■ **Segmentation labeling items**
+ + + + +

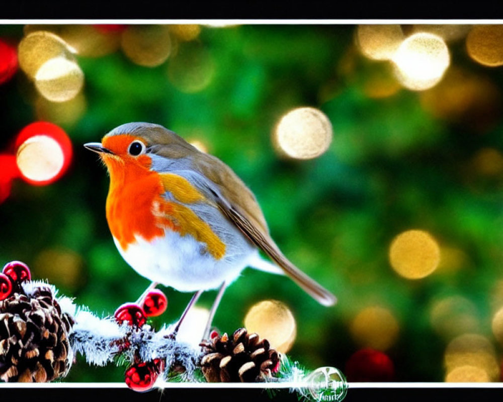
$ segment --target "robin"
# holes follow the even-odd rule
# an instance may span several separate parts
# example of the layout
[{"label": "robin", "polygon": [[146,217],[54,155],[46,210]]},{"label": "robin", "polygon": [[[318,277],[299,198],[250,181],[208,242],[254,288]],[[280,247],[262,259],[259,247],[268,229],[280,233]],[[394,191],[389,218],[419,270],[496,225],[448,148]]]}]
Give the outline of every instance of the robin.
[{"label": "robin", "polygon": [[323,306],[336,303],[332,294],[283,254],[253,193],[215,157],[162,126],[146,123],[119,126],[101,143],[84,146],[98,153],[108,170],[107,220],[123,258],[152,281],[145,293],[159,283],[196,292],[175,336],[201,293],[218,288],[209,332],[225,287],[247,266],[286,273]]}]

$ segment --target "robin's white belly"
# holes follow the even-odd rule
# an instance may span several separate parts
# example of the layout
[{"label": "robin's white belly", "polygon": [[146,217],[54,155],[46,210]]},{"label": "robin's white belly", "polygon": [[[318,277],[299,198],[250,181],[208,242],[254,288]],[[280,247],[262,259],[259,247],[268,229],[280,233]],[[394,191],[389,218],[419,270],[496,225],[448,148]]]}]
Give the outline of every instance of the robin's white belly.
[{"label": "robin's white belly", "polygon": [[257,248],[243,243],[226,250],[225,255],[217,260],[207,252],[204,243],[169,230],[164,237],[150,241],[141,236],[136,238],[136,242],[124,251],[114,238],[128,264],[150,280],[181,291],[214,289],[224,281],[230,283],[258,256]]}]

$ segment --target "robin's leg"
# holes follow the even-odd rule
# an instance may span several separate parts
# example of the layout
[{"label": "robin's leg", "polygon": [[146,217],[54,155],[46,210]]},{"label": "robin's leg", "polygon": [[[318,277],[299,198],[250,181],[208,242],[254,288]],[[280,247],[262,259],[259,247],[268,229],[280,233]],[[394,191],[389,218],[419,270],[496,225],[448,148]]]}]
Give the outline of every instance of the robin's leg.
[{"label": "robin's leg", "polygon": [[213,305],[211,306],[211,310],[210,310],[210,315],[208,317],[208,322],[206,323],[206,328],[204,330],[204,332],[203,334],[203,339],[208,339],[210,336],[210,331],[211,329],[211,323],[213,321],[213,317],[215,317],[215,313],[217,312],[217,309],[218,308],[218,305],[220,304],[220,300],[222,299],[222,296],[223,296],[223,292],[225,291],[225,289],[227,288],[227,284],[225,282],[222,282],[222,284],[220,285],[220,287],[218,289],[218,293],[217,293],[217,296],[215,299],[215,301],[213,301]]},{"label": "robin's leg", "polygon": [[185,319],[185,316],[187,316],[187,313],[189,312],[189,310],[190,310],[190,308],[196,304],[196,302],[197,301],[198,299],[199,298],[199,296],[202,293],[202,290],[198,290],[194,294],[194,295],[192,296],[192,298],[190,299],[190,301],[189,301],[189,304],[187,305],[187,307],[185,308],[185,310],[184,310],[184,312],[182,313],[182,317],[180,317],[180,320],[178,320],[178,322],[177,323],[177,325],[175,327],[175,329],[173,330],[173,331],[170,334],[170,335],[167,335],[168,337],[171,338],[173,339],[176,339],[177,334],[178,333],[178,330],[180,329],[180,325],[183,322],[184,319]]},{"label": "robin's leg", "polygon": [[136,304],[138,305],[138,306],[141,306],[140,304],[141,303],[142,301],[143,301],[143,299],[145,298],[145,296],[148,294],[148,292],[149,292],[152,289],[154,289],[155,287],[155,286],[156,286],[158,284],[159,284],[158,282],[152,282],[151,283],[150,283],[148,285],[148,287],[145,289],[145,291],[143,292],[142,293],[141,293],[141,295],[139,297],[138,297],[138,300],[137,300],[136,301]]}]

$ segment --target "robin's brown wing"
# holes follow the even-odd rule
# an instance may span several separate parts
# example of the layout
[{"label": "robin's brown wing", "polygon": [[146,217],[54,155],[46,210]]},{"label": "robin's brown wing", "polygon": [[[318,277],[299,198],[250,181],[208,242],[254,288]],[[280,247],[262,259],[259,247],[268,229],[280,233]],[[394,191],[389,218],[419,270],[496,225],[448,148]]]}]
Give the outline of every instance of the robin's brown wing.
[{"label": "robin's brown wing", "polygon": [[[249,240],[264,251],[299,286],[323,306],[335,304],[336,296],[292,264],[269,235],[265,219],[255,195],[237,175],[219,159],[205,154],[195,167],[216,184],[207,192],[222,213]],[[211,162],[211,163],[209,163]]]}]

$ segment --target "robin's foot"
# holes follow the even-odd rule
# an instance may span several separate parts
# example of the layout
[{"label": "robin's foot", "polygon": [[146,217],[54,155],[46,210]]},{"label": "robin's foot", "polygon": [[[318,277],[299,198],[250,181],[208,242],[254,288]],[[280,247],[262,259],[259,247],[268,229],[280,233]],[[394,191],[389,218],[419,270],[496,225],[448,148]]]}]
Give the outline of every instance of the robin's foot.
[{"label": "robin's foot", "polygon": [[190,301],[189,302],[189,304],[187,305],[187,307],[185,308],[185,310],[184,310],[184,312],[182,314],[182,316],[180,317],[180,320],[178,320],[178,322],[175,325],[173,331],[171,334],[165,335],[164,338],[168,339],[173,339],[174,341],[177,339],[177,335],[178,335],[178,330],[180,329],[180,326],[182,325],[182,323],[183,322],[187,313],[189,312],[189,310],[190,310],[193,306],[196,304],[196,302],[197,301],[198,299],[199,298],[199,296],[201,296],[202,293],[202,290],[198,290],[194,294],[192,298],[190,299]]}]

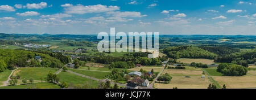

+ + + + +

■ **EXERCISE OBJECTIVE**
Please turn every line of the items above into a numbered list, skipping blank lines and leaving the pictures out of your answer.

■ **ANSWER**
1. $ segment --target "robin"
2. # holes follow the even-odd rule
3. # an instance may span several separate parts
4. # example of the layout
5. [{"label": "robin", "polygon": [[146,217],[54,155],[46,210]]},{"label": "robin", "polygon": [[[318,277],[299,198],[250,181],[208,242],[254,288]],[[280,247],[262,259],[259,247],[268,229],[280,233]],[[394,191],[389,218],[419,270],[496,225],[448,148]]]}]
6. Give the outline of every instance of the robin.
7. [{"label": "robin", "polygon": [[323,306],[336,303],[332,294],[283,254],[253,193],[215,157],[162,126],[146,123],[119,126],[101,143],[84,146],[98,153],[108,170],[107,220],[123,258],[152,281],[145,293],[159,283],[196,292],[175,336],[201,293],[218,288],[209,332],[225,287],[247,266],[286,273]]}]
8. $ segment --target "robin's white belly"
9. # holes follow the even-odd rule
10. # an instance may span several separate parts
11. # example of the layout
12. [{"label": "robin's white belly", "polygon": [[146,217],[54,155],[46,210]]},{"label": "robin's white belly", "polygon": [[[318,277],[299,198],[250,181],[208,242],[254,288]],[[280,247],[262,259],[259,247],[268,229],[280,233]],[[394,191],[389,218],[419,270],[496,225],[448,148]]]}]
13. Give the outline of every instance of the robin's white belly.
14. [{"label": "robin's white belly", "polygon": [[257,248],[243,243],[226,250],[225,255],[217,260],[207,252],[204,243],[169,230],[164,237],[150,241],[141,236],[136,238],[136,242],[124,251],[114,238],[128,264],[150,280],[181,291],[214,289],[224,281],[230,283],[258,256]]}]
15. $ segment --target "robin's leg"
16. # holes follow the even-odd rule
17. # an instance may span several separate parts
18. # example of the layout
19. [{"label": "robin's leg", "polygon": [[146,217],[54,155],[46,210]]},{"label": "robin's leg", "polygon": [[[318,277],[299,198],[250,181],[208,242],[254,288]],[[280,247],[262,259],[259,247],[268,229],[280,233]],[[394,191],[389,218],[419,270],[496,225],[448,148]]]}]
20. Give the outline of every instance of the robin's leg.
21. [{"label": "robin's leg", "polygon": [[213,305],[211,306],[211,310],[210,310],[210,315],[208,317],[208,322],[206,323],[206,328],[204,330],[204,332],[203,334],[203,339],[208,339],[210,336],[210,331],[211,329],[211,323],[213,321],[213,317],[215,317],[215,313],[217,312],[217,309],[218,308],[218,305],[220,304],[220,300],[222,299],[222,296],[223,296],[223,292],[225,291],[225,289],[227,288],[227,284],[225,282],[222,282],[222,284],[220,285],[220,287],[218,289],[218,293],[217,293],[217,296],[215,299],[215,301],[213,301]]},{"label": "robin's leg", "polygon": [[185,319],[185,316],[187,316],[187,313],[189,312],[189,310],[190,310],[190,308],[196,304],[196,302],[197,301],[198,299],[199,298],[199,296],[202,293],[202,290],[198,290],[194,294],[194,295],[192,296],[192,298],[190,299],[190,301],[189,301],[189,304],[187,305],[187,307],[185,308],[185,310],[184,310],[184,312],[182,313],[182,317],[180,317],[180,320],[178,320],[178,322],[177,323],[177,325],[175,327],[175,329],[173,330],[173,331],[170,334],[170,335],[167,335],[168,337],[171,338],[173,339],[176,339],[177,334],[178,333],[178,330],[180,329],[180,325],[183,322],[184,319]]},{"label": "robin's leg", "polygon": [[136,304],[138,305],[138,306],[141,306],[140,304],[141,303],[142,301],[143,301],[143,299],[145,298],[145,296],[148,294],[148,292],[149,292],[152,289],[154,289],[155,287],[155,286],[156,286],[158,284],[159,284],[158,282],[152,282],[151,283],[150,283],[148,285],[148,287],[145,289],[145,291],[143,292],[142,293],[141,293],[141,295],[139,297],[138,297],[138,300],[137,300],[136,301]]}]
22. $ segment --target "robin's brown wing"
23. # holes follow the even-odd rule
24. # an instance may span several separate parts
25. # example of the layout
26. [{"label": "robin's brown wing", "polygon": [[146,217],[54,155],[46,210]]},{"label": "robin's brown wing", "polygon": [[[318,277],[299,198],[250,181],[208,242],[254,288]],[[280,247],[262,259],[259,247],[268,229],[280,233]],[[394,191],[389,218],[419,270],[496,225],[448,148]]]}]
27. Give the outline of every instance of the robin's brown wing.
28. [{"label": "robin's brown wing", "polygon": [[[249,240],[264,251],[299,286],[323,306],[335,304],[336,296],[292,264],[269,235],[265,219],[255,195],[237,175],[219,159],[205,154],[195,167],[216,184],[207,192],[222,213]],[[211,162],[211,163],[209,163]]]}]
29. $ segment --target "robin's foot"
30. # holes follow the even-odd rule
31. # an instance may span several separate parts
32. # example of the layout
33. [{"label": "robin's foot", "polygon": [[146,217],[54,155],[46,210]]},{"label": "robin's foot", "polygon": [[[318,277],[299,198],[250,181],[208,242],[254,288]],[[280,247],[262,259],[259,247],[268,229],[280,233]],[[394,191],[389,218],[419,270],[496,225],[448,148]]]}]
34. Give the outline of every instance of the robin's foot.
35. [{"label": "robin's foot", "polygon": [[190,301],[189,302],[189,304],[187,305],[187,307],[185,308],[185,310],[184,310],[184,312],[182,314],[182,316],[180,317],[180,320],[178,320],[178,322],[175,325],[173,331],[171,334],[165,335],[164,338],[168,339],[173,339],[174,341],[177,339],[177,335],[178,335],[178,330],[180,329],[180,326],[182,325],[182,323],[183,322],[187,313],[189,312],[189,310],[190,310],[193,306],[196,304],[196,302],[197,301],[198,299],[199,298],[199,296],[201,296],[202,293],[202,290],[198,290],[194,294],[192,298],[190,299]]}]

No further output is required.